Copy the entries below word for word, leaving out the pictures.

Begin

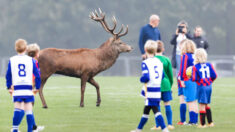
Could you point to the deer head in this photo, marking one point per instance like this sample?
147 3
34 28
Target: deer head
115 39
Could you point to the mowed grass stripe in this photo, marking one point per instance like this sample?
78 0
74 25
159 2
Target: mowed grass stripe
120 110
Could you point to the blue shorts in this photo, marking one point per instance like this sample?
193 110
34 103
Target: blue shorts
152 102
25 99
166 96
190 91
180 91
204 94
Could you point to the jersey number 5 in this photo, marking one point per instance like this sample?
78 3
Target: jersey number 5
22 72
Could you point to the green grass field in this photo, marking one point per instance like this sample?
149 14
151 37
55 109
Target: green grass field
120 110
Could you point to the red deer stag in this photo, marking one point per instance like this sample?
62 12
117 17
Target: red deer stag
83 63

End

- [Solution below]
Could you point to the deer head in this photo, marking one point per instance like this sample?
147 3
34 28
Target: deer head
115 39
Could you point to the mowed grass stripe in this photo, marking one point per instance like this sample?
78 0
74 25
159 2
Target: mowed grass stripe
120 110
Could you point to the blue shorts in this photo, marking one point per instance like this sample?
193 110
34 103
Target: blue shorts
152 102
25 99
166 96
190 91
180 91
204 94
Could you point to the jersey number 5 in this photo, marking one point per instance like this sample?
78 3
Target: jersey number 5
22 72
Could you point to the green grass field in this photo, marking one point per instance like this sample?
149 14
151 37
55 109
Target: green grass field
120 110
Could you point to the red deer stag in this photo, marking one point per instance like this sample?
62 12
117 17
Target: red deer stag
83 63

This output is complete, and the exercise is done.